Your goal => Rescale the stretch from the line containing "Q: Tag one point on each instance of the green foliage" through the last line, both ends included, by rewriting each of those lines with its request and multiplying every x and y coordinate in the answers by 1.05, rounded to whole numbers with halves rounded up. Give only those lines.

****************

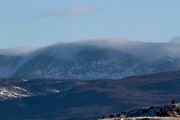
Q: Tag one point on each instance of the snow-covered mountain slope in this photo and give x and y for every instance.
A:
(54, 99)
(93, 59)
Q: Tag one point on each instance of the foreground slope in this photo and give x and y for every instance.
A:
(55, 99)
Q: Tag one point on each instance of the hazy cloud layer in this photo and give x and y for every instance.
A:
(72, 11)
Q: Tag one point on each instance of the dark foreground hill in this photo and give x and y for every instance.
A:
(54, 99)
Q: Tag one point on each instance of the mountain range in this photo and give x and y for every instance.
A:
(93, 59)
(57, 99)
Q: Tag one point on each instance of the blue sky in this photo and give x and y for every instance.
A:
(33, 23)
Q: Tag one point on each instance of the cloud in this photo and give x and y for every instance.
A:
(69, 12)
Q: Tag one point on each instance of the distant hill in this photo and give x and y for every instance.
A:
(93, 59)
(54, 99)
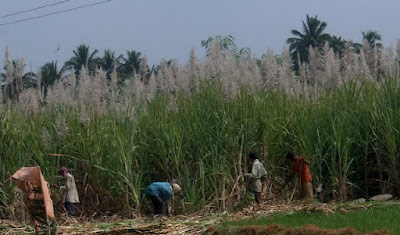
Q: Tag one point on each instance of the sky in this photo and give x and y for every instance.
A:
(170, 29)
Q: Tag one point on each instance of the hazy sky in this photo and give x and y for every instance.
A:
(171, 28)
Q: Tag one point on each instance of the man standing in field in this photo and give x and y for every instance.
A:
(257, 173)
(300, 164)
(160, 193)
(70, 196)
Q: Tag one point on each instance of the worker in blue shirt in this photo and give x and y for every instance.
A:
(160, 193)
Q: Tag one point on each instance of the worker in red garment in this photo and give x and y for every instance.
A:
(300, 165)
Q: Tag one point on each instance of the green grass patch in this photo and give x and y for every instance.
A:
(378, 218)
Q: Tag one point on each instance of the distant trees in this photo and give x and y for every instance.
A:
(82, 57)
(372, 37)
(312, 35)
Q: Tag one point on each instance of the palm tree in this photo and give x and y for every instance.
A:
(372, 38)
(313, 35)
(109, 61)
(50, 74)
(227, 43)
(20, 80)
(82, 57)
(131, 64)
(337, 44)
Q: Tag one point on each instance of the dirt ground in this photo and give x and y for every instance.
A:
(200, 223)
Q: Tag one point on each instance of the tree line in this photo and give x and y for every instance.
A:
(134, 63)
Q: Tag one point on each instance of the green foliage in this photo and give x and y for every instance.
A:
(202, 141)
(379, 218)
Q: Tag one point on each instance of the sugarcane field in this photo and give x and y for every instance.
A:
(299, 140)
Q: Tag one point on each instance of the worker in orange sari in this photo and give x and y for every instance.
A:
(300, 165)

****************

Full solution =>
Q: Tag one point on each instance of the green foliage in this photo and give x and y for every instance.
A:
(212, 148)
(398, 229)
Q: Tag one point on each instance of the sugarcane field in this photo and give x and y for every instance.
A:
(314, 147)
Q: Tag one point on each instance of the worker in orange sari in this photo and give x and y for every instance.
A:
(315, 173)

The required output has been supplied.